Dataset records
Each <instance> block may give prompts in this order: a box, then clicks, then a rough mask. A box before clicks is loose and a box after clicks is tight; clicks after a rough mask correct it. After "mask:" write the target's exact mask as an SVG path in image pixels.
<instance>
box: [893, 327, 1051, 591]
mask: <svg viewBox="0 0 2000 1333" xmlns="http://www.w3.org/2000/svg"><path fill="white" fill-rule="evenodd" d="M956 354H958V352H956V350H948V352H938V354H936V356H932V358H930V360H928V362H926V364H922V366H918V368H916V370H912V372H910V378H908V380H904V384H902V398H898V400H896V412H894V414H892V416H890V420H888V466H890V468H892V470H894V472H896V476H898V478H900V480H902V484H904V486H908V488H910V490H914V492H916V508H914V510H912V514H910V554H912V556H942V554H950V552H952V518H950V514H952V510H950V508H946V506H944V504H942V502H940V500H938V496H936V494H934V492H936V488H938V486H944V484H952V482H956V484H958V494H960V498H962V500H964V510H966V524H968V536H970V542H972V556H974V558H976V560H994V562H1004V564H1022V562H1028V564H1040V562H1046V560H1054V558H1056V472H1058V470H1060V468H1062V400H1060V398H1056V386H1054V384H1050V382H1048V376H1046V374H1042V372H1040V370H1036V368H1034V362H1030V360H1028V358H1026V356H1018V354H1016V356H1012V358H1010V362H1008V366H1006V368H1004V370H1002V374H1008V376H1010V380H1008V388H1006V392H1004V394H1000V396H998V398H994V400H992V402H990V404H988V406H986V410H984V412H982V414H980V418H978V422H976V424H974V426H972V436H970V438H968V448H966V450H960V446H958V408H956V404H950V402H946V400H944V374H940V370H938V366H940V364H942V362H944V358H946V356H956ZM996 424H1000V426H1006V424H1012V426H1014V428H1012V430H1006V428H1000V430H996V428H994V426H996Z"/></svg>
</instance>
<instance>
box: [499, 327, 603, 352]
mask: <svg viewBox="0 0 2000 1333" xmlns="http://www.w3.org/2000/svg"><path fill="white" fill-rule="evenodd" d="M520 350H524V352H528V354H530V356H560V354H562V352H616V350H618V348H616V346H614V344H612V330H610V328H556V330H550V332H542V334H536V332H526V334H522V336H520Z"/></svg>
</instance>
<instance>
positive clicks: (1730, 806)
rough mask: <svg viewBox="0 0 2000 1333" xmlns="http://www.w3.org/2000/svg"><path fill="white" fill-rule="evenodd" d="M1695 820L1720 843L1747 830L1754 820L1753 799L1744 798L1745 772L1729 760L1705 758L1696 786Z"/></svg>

Activity
Reproduce the material in full. Keep it identical to the original.

Answer
Each <instance> block may give prompts in this order: a box, then clicks, then a rough mask. A box before clicks is loose and a box after clicks is tight; clicks after a rough mask correct it. After "mask:" write the target's exact mask as an SVG path in image pixels.
<instance>
box: [893, 327, 1051, 591]
mask: <svg viewBox="0 0 2000 1333" xmlns="http://www.w3.org/2000/svg"><path fill="white" fill-rule="evenodd" d="M956 354H958V352H956V350H948V352H938V354H936V356H932V358H930V360H928V362H926V364H922V366H918V368H916V370H912V372H910V378H908V380H904V384H902V398H898V400H896V412H894V414H892V416H890V420H888V466H890V468H892V470H894V472H896V476H898V478H900V480H902V484H904V486H908V488H910V490H914V492H916V508H914V510H912V514H910V554H912V556H942V554H950V552H952V518H950V514H952V510H950V508H946V506H944V504H942V502H940V500H938V496H936V494H934V492H936V488H938V486H944V484H952V482H956V484H958V494H960V498H962V500H964V510H966V524H968V536H970V542H972V556H974V558H976V560H994V562H1004V564H1022V562H1028V564H1040V562H1046V560H1054V558H1056V472H1058V470H1060V468H1062V400H1060V398H1056V386H1054V384H1050V382H1048V376H1046V374H1042V372H1040V370H1036V368H1034V362H1030V360H1028V358H1026V356H1018V354H1016V356H1012V358H1010V362H1008V366H1006V368H1004V370H1002V374H1008V376H1010V380H1008V388H1006V392H1004V394H1000V396H998V398H994V400H992V402H990V404H988V406H986V410H984V412H982V414H980V418H978V422H976V424H974V426H972V436H970V438H968V448H966V450H960V446H958V408H956V404H950V402H946V400H944V374H940V370H938V366H940V364H942V362H944V358H946V356H956ZM996 424H1000V426H1006V424H1012V426H1014V428H1012V430H1006V428H1000V430H996V428H994V426H996Z"/></svg>
</instance>
<instance>
box: [499, 327, 603, 352]
mask: <svg viewBox="0 0 2000 1333" xmlns="http://www.w3.org/2000/svg"><path fill="white" fill-rule="evenodd" d="M520 350H524V352H528V354H530V356H560V354H562V352H616V350H618V348H616V346H614V344H612V330H610V328H556V330H550V332H542V334H536V332H526V334H522V336H520Z"/></svg>
</instance>
<instance>
positive clicks: (1730, 806)
rough mask: <svg viewBox="0 0 2000 1333" xmlns="http://www.w3.org/2000/svg"><path fill="white" fill-rule="evenodd" d="M1695 820L1720 843L1747 830L1754 820L1753 799L1744 798L1745 772L1729 760L1705 758L1696 786Z"/></svg>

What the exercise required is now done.